WHAT THE TASK REQUIRES
I need every line of the material below that includes the string "draw".
START MATERIAL TO PROCESS
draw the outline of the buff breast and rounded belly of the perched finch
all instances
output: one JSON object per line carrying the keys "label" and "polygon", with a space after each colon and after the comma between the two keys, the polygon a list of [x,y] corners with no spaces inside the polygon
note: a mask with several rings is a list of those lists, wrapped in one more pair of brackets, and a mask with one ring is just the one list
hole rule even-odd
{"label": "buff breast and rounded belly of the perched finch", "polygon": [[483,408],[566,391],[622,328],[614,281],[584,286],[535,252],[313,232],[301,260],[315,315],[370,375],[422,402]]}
END MATERIAL TO PROCESS
START MATERIAL TO PROCESS
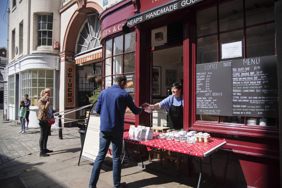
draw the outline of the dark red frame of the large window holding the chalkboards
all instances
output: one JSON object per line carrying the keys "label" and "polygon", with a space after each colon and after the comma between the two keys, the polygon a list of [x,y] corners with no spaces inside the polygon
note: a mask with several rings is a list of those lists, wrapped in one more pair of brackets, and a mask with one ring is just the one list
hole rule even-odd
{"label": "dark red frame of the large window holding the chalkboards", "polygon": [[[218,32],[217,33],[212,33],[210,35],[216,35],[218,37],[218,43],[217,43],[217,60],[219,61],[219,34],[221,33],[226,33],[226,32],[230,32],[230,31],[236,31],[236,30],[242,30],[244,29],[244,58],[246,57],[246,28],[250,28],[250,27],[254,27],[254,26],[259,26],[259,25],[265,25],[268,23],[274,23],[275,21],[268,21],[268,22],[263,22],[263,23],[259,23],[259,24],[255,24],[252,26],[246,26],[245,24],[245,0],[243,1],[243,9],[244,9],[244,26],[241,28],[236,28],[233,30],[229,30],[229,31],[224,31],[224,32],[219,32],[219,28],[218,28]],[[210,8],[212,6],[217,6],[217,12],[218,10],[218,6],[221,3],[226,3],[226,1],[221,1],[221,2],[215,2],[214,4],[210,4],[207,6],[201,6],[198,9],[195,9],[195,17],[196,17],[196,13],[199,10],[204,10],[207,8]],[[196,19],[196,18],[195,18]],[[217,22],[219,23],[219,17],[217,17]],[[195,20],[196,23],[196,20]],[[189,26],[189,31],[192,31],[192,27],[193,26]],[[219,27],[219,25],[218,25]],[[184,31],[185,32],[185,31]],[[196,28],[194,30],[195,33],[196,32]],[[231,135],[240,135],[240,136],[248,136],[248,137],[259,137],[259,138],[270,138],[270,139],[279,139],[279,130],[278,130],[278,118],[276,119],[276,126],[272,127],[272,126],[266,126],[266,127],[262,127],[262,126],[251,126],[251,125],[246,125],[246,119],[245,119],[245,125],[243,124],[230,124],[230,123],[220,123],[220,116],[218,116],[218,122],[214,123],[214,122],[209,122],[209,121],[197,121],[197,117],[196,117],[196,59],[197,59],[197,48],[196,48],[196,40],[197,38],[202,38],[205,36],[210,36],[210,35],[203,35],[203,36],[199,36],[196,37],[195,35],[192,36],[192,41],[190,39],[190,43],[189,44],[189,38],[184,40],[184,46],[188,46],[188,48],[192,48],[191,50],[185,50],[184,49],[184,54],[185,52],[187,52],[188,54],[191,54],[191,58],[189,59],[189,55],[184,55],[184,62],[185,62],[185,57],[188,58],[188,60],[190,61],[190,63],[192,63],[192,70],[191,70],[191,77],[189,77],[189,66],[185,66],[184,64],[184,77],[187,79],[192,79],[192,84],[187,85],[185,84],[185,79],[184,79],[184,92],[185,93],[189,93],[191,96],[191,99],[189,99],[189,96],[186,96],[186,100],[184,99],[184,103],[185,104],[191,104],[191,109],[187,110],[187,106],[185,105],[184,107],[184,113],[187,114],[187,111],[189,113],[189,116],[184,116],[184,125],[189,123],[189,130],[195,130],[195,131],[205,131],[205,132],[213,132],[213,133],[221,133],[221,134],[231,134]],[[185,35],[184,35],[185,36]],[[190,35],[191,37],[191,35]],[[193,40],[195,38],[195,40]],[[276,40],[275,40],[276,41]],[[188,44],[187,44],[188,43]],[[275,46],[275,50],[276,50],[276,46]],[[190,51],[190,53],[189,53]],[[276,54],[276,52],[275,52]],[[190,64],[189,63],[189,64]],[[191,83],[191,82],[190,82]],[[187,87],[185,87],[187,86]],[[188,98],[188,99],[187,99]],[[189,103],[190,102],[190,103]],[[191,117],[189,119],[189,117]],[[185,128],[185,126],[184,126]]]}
END MATERIAL TO PROCESS
FINAL ANSWER
draw the outline of the buff breast and rounded belly of the perched finch
draw the outline of the dark red frame of the large window holding the chalkboards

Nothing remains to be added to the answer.